(Point labeling dataset excerpts)

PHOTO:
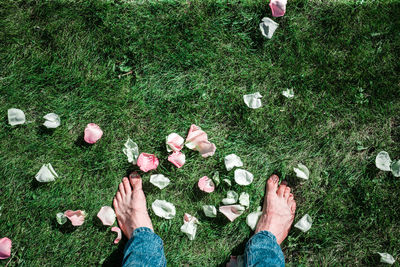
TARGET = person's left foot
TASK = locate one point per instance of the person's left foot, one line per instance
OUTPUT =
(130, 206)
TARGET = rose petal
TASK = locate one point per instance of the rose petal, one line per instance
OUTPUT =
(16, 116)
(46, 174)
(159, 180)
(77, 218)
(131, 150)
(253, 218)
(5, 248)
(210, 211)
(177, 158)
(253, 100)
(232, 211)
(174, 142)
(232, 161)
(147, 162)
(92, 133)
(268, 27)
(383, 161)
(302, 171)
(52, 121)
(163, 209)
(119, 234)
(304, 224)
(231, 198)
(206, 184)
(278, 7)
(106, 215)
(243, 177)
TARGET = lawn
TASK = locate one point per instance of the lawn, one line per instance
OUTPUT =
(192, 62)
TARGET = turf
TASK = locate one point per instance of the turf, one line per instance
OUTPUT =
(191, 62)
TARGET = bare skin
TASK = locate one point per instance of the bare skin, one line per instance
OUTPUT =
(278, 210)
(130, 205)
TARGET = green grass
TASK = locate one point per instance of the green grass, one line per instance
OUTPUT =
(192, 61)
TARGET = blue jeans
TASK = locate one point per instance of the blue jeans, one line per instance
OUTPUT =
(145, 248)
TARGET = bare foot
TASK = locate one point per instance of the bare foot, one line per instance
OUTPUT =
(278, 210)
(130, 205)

= What you need to do =
Reproduce each line exactly as it appears, omitting the pictures.

= Answer in full =
PHOTO:
TARGET = person's left foot
TASK = locate one point per instance of the person's left foot, one line per instance
OUTPUT =
(130, 206)
TARGET = rose petal
TASK = locate one point per instance of the rose petal, one line per instance
OUTPUT =
(16, 116)
(46, 174)
(159, 180)
(77, 218)
(131, 150)
(253, 218)
(5, 248)
(210, 211)
(177, 158)
(253, 100)
(232, 211)
(174, 142)
(232, 161)
(147, 162)
(92, 133)
(268, 27)
(383, 161)
(302, 171)
(52, 121)
(163, 209)
(119, 234)
(304, 224)
(231, 198)
(206, 184)
(278, 7)
(106, 215)
(243, 177)
TARGET = lawn
TASK = locate one point per instance of the lawn, one line per instance
OUTPUT =
(192, 62)
TARGET = turf
TASK = locate one point per instance of the turf, one line per instance
OUTPUT =
(191, 62)
TARGET = bare skin
TASK = locate one point per instance of the bare skin, one line per instance
OUTPUT =
(278, 210)
(130, 205)
TARGET = green grass
TASK = locate one point per instance of the green grass, one line per instance
OUTPUT =
(192, 61)
TARGET = blue jeans
TASK = locate one point per instance of the blue jeans, one line per instance
OUTPUT =
(145, 248)
TARGET = bare foot
TASK = locate one point per instance of the bare foot, one line per instance
OUTPUT =
(278, 210)
(130, 205)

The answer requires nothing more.